* _CHALLENGE_
Reproduce the records below verbatim, beginning at the line that contains "Player-spacing review: tag the steering" and continuing through the last line of the records.

[Coordinate labeling data]
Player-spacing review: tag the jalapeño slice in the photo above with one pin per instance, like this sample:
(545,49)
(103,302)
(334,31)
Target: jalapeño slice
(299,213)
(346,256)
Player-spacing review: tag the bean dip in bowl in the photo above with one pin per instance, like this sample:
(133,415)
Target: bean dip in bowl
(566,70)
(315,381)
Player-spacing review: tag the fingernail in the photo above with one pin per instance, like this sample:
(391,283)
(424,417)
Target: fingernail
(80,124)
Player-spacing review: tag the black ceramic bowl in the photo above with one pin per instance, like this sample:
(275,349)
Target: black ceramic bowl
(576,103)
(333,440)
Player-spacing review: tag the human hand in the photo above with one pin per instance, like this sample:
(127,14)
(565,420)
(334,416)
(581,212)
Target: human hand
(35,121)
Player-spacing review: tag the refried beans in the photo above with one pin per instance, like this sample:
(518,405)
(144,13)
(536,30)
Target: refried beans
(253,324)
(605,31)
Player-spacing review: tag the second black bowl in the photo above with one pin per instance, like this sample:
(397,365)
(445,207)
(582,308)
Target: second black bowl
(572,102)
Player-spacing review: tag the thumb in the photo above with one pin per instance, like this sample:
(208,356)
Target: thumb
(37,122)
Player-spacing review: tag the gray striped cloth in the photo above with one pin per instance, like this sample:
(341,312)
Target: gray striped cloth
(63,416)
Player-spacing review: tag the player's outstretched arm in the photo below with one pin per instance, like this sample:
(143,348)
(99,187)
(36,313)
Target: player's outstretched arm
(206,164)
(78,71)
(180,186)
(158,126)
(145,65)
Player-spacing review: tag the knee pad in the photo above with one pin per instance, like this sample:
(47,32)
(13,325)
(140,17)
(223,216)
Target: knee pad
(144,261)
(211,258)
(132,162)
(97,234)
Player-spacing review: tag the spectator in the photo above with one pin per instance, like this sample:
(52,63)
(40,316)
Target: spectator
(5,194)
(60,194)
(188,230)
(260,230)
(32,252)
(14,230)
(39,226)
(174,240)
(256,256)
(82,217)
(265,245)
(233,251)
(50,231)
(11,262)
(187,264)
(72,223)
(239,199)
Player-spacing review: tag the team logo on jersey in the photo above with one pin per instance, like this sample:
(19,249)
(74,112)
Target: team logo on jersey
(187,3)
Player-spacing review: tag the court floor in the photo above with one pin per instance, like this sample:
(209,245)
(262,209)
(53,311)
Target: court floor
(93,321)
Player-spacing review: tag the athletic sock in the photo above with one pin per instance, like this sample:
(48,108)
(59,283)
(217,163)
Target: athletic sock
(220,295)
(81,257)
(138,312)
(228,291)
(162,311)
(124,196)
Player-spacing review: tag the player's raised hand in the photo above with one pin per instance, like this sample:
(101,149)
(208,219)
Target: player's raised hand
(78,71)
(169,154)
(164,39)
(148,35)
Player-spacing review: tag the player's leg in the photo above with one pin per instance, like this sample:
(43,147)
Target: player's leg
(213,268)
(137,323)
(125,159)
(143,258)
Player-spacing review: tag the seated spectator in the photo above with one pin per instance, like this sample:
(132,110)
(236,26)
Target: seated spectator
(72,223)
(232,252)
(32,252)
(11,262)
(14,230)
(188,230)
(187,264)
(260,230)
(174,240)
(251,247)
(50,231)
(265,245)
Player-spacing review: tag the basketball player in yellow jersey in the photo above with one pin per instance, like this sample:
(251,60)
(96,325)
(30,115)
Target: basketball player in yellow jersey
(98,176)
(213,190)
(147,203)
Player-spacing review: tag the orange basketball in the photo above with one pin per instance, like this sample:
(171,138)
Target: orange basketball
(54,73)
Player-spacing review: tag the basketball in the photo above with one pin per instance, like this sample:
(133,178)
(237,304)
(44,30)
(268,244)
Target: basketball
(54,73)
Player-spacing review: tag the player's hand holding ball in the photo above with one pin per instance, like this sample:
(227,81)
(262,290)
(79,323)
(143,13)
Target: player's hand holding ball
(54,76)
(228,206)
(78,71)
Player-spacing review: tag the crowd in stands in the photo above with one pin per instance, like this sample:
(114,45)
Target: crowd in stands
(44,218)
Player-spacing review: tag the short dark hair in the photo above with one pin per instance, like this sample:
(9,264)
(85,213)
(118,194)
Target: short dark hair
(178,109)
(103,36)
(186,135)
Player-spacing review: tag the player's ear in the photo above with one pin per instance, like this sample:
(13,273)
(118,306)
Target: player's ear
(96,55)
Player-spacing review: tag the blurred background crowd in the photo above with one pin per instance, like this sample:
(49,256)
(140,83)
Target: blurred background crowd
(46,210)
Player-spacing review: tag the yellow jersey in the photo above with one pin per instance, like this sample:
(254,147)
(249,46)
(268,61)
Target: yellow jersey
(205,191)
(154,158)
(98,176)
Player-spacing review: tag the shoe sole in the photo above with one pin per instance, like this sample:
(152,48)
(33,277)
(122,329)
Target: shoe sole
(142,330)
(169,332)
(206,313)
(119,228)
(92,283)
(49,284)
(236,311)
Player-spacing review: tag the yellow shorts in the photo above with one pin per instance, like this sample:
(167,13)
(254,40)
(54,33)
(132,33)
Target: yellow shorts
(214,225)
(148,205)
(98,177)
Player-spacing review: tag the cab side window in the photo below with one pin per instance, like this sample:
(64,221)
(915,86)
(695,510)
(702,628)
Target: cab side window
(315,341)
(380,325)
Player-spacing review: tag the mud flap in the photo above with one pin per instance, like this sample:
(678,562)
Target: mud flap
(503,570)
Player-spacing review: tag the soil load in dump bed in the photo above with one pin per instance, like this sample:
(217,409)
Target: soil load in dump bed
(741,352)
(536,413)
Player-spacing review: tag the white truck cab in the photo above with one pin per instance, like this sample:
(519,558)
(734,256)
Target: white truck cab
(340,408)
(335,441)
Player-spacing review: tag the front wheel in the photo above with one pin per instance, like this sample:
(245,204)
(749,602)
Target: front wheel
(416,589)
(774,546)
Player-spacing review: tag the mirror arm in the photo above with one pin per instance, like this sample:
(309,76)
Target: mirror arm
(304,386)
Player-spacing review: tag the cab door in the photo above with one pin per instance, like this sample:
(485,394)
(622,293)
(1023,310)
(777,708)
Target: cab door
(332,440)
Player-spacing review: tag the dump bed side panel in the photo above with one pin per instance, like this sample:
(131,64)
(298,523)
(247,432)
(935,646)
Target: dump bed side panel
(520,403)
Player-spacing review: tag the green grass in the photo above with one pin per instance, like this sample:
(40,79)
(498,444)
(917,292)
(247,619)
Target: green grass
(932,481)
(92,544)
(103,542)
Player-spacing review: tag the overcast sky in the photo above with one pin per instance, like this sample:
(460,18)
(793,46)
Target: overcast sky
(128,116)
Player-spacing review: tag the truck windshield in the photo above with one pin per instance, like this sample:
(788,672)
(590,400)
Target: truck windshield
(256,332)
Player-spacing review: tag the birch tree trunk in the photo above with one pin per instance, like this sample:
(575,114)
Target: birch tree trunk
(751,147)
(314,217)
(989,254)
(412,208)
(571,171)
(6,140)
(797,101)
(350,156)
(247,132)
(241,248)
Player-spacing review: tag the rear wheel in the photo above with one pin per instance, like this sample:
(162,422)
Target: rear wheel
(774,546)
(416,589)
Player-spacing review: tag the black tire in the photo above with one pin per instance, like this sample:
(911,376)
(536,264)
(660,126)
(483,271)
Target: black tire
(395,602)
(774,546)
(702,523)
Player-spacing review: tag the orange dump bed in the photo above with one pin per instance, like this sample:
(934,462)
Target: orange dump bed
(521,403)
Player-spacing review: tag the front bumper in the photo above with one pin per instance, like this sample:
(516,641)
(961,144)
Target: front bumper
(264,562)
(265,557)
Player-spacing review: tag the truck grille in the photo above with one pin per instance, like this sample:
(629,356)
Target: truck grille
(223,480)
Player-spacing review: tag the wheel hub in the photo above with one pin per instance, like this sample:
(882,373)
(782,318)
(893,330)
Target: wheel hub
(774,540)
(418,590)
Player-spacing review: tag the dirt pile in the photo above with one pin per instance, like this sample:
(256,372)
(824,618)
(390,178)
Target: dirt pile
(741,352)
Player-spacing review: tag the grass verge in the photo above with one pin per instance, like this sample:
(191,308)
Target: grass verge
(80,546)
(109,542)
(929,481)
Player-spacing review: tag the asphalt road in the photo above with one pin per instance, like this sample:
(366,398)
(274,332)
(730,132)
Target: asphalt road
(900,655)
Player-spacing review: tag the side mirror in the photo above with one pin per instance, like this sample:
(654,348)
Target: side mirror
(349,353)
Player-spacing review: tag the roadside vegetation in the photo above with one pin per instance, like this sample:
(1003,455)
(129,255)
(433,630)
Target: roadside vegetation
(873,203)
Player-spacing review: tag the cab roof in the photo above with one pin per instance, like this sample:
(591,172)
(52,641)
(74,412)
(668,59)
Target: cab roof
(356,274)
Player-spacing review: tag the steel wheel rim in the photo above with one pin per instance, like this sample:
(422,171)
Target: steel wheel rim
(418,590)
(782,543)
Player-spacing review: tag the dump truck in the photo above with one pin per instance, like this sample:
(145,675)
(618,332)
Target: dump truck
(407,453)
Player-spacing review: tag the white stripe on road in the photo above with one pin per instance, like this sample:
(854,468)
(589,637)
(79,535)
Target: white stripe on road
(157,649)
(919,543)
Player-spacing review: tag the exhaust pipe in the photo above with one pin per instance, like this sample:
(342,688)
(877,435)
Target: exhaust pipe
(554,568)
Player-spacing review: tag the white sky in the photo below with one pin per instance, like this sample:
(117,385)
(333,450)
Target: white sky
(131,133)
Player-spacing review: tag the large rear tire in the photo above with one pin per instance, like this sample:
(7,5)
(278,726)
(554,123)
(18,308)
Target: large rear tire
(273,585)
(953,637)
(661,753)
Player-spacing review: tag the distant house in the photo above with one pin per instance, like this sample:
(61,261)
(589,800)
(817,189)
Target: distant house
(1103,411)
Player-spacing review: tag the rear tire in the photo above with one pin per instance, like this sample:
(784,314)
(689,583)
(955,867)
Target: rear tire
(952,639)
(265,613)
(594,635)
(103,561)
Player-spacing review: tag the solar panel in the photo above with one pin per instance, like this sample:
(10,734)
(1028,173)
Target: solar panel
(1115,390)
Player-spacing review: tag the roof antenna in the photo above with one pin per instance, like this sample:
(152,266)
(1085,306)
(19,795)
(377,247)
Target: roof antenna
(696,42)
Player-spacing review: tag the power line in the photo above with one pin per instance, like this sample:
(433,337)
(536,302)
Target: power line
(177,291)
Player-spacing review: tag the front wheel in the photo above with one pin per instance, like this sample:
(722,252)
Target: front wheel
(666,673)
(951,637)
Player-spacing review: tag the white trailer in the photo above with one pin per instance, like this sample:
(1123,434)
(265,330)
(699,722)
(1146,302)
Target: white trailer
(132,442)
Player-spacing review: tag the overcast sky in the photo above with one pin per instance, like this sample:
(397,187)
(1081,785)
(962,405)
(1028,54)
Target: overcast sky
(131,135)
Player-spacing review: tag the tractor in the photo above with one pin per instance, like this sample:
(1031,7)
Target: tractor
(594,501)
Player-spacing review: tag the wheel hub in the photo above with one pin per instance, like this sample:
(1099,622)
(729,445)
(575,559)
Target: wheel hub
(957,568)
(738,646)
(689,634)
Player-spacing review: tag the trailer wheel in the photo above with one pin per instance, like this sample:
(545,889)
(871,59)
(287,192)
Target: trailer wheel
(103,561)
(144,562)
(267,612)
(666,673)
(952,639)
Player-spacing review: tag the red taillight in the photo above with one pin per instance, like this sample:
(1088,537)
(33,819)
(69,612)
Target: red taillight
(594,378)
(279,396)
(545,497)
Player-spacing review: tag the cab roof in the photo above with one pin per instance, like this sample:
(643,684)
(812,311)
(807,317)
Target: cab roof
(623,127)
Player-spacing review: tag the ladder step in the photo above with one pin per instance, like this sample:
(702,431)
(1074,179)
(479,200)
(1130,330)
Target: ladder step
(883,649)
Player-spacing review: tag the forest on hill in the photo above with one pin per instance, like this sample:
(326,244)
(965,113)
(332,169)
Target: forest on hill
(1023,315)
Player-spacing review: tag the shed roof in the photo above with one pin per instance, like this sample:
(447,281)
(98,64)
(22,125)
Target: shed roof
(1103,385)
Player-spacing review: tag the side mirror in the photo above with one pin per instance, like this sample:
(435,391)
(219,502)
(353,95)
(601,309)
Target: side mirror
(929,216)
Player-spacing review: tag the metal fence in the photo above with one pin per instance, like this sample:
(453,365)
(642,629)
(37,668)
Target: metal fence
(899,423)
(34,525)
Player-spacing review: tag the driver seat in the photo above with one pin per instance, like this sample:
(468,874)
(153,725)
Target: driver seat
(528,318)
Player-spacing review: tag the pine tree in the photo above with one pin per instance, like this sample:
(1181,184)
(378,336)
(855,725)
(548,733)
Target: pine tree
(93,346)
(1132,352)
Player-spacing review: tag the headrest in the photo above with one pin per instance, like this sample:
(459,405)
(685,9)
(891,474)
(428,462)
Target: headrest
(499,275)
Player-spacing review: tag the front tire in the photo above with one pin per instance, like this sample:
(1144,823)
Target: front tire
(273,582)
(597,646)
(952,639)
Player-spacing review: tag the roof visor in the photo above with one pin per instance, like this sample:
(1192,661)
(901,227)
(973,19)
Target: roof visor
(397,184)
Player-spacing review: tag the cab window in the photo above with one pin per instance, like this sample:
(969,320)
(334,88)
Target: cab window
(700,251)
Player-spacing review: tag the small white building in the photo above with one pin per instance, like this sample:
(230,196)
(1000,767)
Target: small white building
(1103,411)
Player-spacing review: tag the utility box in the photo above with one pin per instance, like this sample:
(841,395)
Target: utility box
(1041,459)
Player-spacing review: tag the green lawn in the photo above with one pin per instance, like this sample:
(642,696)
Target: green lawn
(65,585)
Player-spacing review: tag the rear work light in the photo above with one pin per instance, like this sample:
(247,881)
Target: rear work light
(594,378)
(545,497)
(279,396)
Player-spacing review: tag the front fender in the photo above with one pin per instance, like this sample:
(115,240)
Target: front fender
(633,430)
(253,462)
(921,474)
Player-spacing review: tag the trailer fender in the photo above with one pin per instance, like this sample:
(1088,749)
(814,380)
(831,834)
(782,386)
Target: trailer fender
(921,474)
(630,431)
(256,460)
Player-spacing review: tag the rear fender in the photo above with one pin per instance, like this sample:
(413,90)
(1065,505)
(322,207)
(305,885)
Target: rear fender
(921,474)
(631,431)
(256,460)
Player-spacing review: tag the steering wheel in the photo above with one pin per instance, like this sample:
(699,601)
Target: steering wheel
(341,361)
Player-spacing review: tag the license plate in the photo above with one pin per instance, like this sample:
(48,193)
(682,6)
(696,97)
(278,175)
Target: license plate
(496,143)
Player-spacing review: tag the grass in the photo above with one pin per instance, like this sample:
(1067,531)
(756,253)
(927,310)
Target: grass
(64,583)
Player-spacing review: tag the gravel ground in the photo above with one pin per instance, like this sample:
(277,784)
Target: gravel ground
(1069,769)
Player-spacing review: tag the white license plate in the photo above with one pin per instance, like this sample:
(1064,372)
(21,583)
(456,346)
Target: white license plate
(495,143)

* _RESULT OF THE TASK_
Player-spacing review: tag the steering wheel in the photo above with one pin per instance, like this sample:
(699,601)
Target: steering wheel
(341,361)
Player-spacing review: tag the license plate in the photo above with one pin per instance, like this sample:
(48,193)
(682,6)
(696,97)
(278,175)
Target: license plate
(496,143)
Player-spacing review: tag the grass in the photo above with one pin per instance, like this sample:
(1067,531)
(756,253)
(927,310)
Target: grass
(64,583)
Player-spacing review: tag the gravel ground in the photo above with one pin per instance, like this sample:
(277,784)
Target: gravel ground
(1069,769)
Player-spacing review: tag the white license plate in the photo above with one pin per instance, like this sample:
(1064,372)
(21,583)
(456,346)
Target: white license plate
(495,143)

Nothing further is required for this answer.